**Quelle**
============================================================
Von Heike Liebau
Veröffentlicht 2019
DOI 10.25360/01–2022-00007
Foto: Verzeichnis der vom Europäischen Zentralkomitee der Indischen Nationalisten bisher veröffentlichten Schriften.
Dieser MIDA Archival Reflexicon Eintrag wurde im Jahr 2022 von Rekha Rajan ins Englische übersetzt und ist nun zusätzlich unter dem Titel “‚Undertakings and Instigations‘: The Berlin Indian Independence Committee in the Files of the Political Archive of the Federal Foreign Office (1914–1920)“ vorhanden.
Inhaltsverzeichnis
Entstehung eines Archivbestandes | Indien in der deutschen Außenpolitik während des Weltkrieges | Das Indische Unabhängigkeitskomitee: Ziele und Netzwerke | „Unternehmungen und Aufwiegelungen in den Gebieten unserer Feinde. Indien“ und weitere relevante Aktensammlungen im PA AA | Endnoten | Sekundärliteratur
Entstehung eines Archivbestandes
Die Unterstützung antikolonialer Kräfte in globalem Maßstab war ein wichtiges Element der deutschen außenpolitischen Strategie während des Ersten Weltkrieges. Sie beinhaltete neben Propaganda auf verschiedenen Ebenen auch finanzielle und militärisch-logistische Hilfe. Diese Politik zielte darauf ab, antikoloniale Stimmungen aufzugreifen, zu stärken und so letztendlich Unruhen und Erhebungen gegen die Kriegsgegner England, Frankreich und Russland zu unterstützen: Kurz gesagt, es ging um die „Aufwiegelung“ und „Revolutionierung“ feindlicher Gebiete.
In der beim Auswärtigen Amt eigens geschaffenen Nachrichtenstelle für den Orient (NfO) entwickelte der Orientalist, Archäologe und Diplomat Max Freiherr von Oppenheim (1860–1946) zunächst eine spezielle Strategie zur „Aufwiegelung“ in muslimischen Gebieten, die aber bald auf weitere Kolonien und Gebiete unter britischer, französischer oder russischer Herrschaft erweitert wurde. Der Historiker Fritz Fischer bezeichnete diese außenpolitische Propagandastrategie später als „Revolutionierungsprogramm“ und zeigte, wie „Revolutionierung“ von der deutschen Seite als Mittel der Kriegführung eingesetzt wurde.
Mit dem Kampfmittel der Revolutionierung verquickte sich das Kriegsziel, das Britische und Russische Reich aufzubrechen. Frankreich und England schienen in ihren farbigen Kolonialvölkern am verwundbarsten zu sein, während Russland in den fremdstämmigen Nationalitäten Ansatzpunkte für die Insurgierung bot (Fischer 1984: 109).
============================================================
**Bereitgestellte Auflistung**
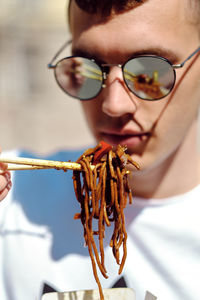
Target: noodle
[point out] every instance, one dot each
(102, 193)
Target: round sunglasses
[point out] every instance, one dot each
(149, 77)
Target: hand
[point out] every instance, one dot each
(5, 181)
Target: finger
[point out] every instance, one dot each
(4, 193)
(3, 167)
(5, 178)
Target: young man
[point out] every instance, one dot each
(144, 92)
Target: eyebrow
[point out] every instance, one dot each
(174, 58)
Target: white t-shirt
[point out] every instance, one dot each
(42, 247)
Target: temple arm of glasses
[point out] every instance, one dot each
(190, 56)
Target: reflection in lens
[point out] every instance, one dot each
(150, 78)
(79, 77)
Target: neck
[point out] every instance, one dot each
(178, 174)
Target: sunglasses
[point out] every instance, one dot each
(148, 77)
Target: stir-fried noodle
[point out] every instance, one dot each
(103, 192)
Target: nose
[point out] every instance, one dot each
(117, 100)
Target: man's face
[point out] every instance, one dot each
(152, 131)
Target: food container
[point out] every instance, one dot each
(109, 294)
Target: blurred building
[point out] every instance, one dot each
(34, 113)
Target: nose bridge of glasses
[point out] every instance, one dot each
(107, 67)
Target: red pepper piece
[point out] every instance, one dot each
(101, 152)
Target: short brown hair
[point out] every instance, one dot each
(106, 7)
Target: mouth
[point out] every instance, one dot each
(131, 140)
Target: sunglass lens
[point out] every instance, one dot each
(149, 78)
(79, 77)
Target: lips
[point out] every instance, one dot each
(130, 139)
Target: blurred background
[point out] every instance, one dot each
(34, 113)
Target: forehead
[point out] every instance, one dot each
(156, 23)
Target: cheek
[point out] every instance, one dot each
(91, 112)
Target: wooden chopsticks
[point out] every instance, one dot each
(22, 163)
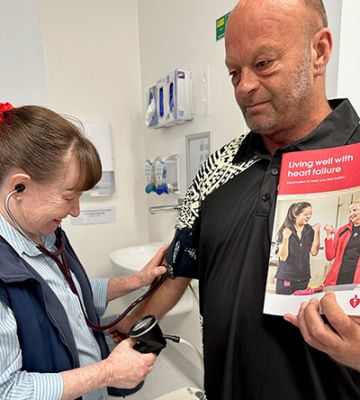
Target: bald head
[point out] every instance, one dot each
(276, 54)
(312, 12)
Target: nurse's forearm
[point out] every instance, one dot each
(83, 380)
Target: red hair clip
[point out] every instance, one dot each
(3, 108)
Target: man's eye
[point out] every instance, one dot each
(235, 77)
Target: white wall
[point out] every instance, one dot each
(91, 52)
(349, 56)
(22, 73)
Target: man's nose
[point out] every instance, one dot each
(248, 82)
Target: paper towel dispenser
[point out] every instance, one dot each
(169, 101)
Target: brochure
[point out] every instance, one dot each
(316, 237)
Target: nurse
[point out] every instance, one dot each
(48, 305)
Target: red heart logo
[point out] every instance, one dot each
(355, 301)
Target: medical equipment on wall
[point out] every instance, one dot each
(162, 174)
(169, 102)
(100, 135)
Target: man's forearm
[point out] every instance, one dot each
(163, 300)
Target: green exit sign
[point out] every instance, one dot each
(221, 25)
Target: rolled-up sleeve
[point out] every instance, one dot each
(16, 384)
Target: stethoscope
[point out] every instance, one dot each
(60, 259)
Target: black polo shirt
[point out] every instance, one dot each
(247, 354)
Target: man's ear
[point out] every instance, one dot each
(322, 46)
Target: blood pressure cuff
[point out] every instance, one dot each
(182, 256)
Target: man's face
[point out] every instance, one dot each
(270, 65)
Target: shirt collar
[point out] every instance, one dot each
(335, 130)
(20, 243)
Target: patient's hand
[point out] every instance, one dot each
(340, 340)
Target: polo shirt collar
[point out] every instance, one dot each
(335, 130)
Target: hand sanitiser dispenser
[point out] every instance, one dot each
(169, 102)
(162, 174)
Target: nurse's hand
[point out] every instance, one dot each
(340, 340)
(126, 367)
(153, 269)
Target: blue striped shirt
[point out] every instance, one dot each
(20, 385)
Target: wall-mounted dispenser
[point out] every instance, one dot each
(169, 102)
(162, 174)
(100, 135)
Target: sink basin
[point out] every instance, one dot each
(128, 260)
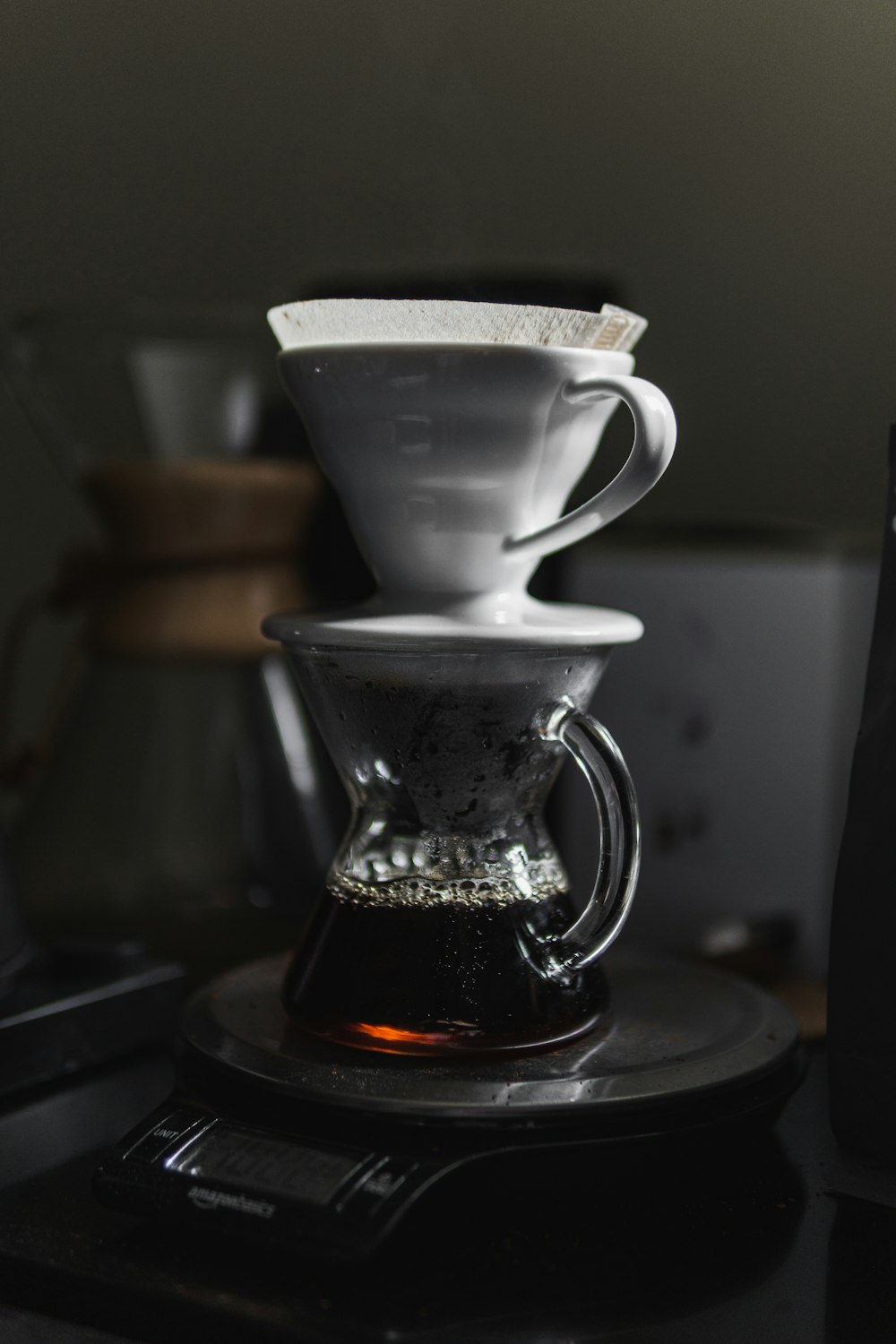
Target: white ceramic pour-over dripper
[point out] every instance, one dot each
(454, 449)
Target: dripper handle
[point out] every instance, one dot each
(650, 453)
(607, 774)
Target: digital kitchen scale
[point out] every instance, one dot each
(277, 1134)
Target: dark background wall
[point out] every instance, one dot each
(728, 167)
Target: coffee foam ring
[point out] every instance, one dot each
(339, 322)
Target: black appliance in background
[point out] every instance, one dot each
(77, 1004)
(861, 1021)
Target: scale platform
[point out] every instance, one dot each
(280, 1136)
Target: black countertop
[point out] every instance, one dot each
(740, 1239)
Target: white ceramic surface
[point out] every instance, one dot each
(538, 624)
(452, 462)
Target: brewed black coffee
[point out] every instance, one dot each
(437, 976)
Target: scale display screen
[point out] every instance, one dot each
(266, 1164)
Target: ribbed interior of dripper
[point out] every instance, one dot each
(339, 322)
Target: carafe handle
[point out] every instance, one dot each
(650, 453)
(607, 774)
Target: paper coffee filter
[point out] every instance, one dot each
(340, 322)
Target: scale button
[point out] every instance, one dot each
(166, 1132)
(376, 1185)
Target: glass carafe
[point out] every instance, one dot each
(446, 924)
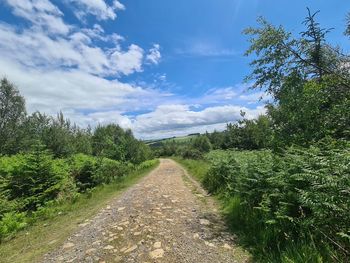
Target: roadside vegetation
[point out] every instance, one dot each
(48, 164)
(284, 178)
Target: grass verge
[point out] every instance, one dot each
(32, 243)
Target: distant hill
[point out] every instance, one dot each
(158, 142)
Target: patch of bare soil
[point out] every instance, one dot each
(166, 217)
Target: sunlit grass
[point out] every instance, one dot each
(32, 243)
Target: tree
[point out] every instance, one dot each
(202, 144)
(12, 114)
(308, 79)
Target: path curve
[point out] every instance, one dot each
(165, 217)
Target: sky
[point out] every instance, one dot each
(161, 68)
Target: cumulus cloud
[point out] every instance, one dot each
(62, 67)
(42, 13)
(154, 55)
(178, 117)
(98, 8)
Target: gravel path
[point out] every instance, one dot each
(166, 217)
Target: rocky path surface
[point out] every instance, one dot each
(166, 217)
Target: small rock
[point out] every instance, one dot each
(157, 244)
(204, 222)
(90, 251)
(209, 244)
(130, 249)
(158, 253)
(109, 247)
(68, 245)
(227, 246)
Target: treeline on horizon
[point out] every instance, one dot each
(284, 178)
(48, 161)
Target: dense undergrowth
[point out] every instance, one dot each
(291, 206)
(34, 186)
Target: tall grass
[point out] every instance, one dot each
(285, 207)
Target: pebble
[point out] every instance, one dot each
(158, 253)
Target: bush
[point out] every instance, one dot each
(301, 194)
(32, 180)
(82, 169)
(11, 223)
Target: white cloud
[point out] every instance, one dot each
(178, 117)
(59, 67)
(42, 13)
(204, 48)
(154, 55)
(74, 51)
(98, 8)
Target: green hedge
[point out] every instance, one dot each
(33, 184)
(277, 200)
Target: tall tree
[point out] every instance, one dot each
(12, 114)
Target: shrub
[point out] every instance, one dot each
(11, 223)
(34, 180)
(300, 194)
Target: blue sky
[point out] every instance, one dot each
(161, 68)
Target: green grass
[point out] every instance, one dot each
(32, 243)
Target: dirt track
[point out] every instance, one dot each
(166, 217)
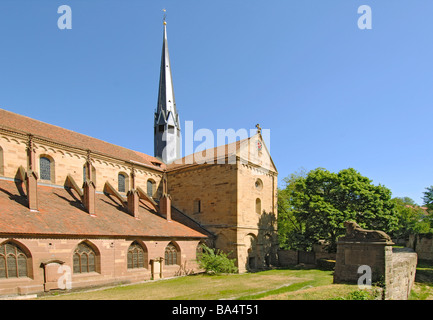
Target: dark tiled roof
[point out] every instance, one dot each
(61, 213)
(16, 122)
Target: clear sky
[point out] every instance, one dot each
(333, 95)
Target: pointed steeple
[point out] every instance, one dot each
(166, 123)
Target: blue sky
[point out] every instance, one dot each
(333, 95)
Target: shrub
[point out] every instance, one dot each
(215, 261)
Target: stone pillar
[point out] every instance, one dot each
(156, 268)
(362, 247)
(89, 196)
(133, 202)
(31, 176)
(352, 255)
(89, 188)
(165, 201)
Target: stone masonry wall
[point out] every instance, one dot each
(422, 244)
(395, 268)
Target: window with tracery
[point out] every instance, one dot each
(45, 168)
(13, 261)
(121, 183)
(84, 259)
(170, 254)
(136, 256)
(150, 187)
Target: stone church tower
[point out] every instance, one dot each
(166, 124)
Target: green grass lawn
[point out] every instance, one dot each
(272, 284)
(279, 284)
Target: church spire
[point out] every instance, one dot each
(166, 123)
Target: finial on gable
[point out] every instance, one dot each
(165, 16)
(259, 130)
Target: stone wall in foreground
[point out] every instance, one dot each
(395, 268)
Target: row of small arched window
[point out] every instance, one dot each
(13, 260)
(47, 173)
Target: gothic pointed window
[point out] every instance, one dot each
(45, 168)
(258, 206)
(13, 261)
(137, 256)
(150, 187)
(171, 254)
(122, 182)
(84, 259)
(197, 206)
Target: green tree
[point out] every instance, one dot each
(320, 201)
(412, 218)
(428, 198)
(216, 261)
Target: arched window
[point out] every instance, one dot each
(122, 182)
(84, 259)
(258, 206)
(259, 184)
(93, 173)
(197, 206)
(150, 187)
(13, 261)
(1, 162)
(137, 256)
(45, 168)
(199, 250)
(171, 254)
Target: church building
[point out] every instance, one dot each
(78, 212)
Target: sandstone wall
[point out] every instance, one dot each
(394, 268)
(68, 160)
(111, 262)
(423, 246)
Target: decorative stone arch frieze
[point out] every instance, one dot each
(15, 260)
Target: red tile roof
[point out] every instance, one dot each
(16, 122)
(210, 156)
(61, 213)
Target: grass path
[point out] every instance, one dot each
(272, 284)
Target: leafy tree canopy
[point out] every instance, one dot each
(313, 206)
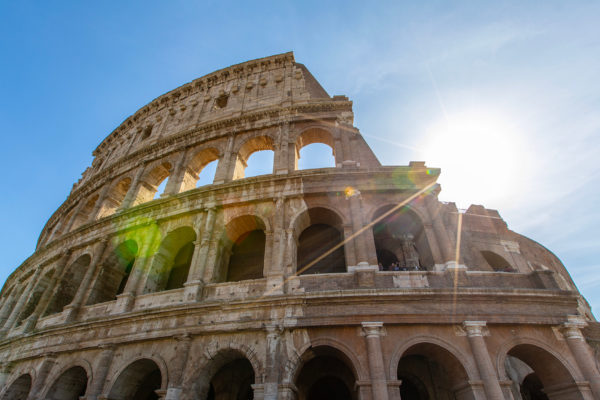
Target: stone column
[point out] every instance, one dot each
============================================================
**Aufgabe 1**
Wer entwickelte laut Quelle in der Nachrichtenstelle für den Orient zunächst eine Strategie zur „Aufwiegelung“ in muslimischen Gebieten?
**Aufgabe 2**
Fasse die Quelle in zwei Sätzen zusammen.

**Musterlösung 1**
Max Freiherr von Oppenheim.

**Musterlösung 2**
Im Ersten Weltkrieg war die Unterstützung antikolonialer Kräfte durch Propaganda sowie finanzielle und militärisch-logistische Hilfe ein wichtiges Element der deutschen Außenpolitik, um Unruhen gegen England, Frankreich und Russland zu fördern. Max Freiherr von Oppenheim entwickelte dafür in der Nachrichtenstelle für den Orient eine Strategie der „Aufwiegelung“, die der Historiker Fritz Fischer später als „Revolutionierungsprogramm“ bezeichnete.